"""

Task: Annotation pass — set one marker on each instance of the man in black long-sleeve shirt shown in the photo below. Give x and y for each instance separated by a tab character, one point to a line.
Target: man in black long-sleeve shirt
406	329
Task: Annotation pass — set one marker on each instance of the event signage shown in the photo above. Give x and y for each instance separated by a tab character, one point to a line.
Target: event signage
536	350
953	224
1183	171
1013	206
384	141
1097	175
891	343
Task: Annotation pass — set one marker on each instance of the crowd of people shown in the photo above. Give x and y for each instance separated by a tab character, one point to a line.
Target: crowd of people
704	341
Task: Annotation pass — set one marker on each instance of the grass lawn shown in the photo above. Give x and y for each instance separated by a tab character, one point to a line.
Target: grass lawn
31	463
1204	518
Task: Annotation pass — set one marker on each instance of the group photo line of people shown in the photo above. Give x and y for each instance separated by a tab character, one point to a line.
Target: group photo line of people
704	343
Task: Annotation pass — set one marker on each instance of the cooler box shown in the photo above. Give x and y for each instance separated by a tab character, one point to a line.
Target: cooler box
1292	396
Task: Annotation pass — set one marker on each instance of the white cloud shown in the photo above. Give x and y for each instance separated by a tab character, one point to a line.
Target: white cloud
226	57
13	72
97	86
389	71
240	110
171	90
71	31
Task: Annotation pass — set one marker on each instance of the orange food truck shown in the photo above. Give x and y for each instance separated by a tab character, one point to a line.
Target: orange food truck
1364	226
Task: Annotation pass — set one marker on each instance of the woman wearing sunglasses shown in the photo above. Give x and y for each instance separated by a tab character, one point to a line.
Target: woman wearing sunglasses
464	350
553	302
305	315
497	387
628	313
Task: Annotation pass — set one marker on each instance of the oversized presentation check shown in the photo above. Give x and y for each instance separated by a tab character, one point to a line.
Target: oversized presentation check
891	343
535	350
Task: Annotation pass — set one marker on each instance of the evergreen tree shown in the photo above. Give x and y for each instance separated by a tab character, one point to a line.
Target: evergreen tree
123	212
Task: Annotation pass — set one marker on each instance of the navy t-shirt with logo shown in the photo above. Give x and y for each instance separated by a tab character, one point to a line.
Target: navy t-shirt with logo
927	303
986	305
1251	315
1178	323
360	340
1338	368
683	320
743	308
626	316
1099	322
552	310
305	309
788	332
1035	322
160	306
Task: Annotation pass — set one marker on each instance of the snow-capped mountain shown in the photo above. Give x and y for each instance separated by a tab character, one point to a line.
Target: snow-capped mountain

"""

» What is required
Every line from the one containing "of the evergreen" through the end of the entries above must be echoed exactly, with both ends kept.

» Answer for this exercise
Task: Annotation pass — set one marker on each instance of the evergreen tree shown in the photo above. Give x and y for each instance separated by a tab character, one point to a line.
Target: evergreen tree
123	212
Task: Annotation pass — set one marker on each instance of the navy t-shirt with logo shown in the photo above. Give x and y for each instance separated by a tab character, one point to a line.
Target: navy t-shirt with logo
927	303
986	305
1251	315
1178	323
360	340
1338	368
683	320
743	308
626	316
1099	322
552	310
305	309
788	332
1035	322
160	306
Task: Annotation pass — set one marker on each instance of the snow-capped mountain shown in the photo above. Give x and y for each instance separated by a tab character, one point to a line.
Target: snow-capped mountain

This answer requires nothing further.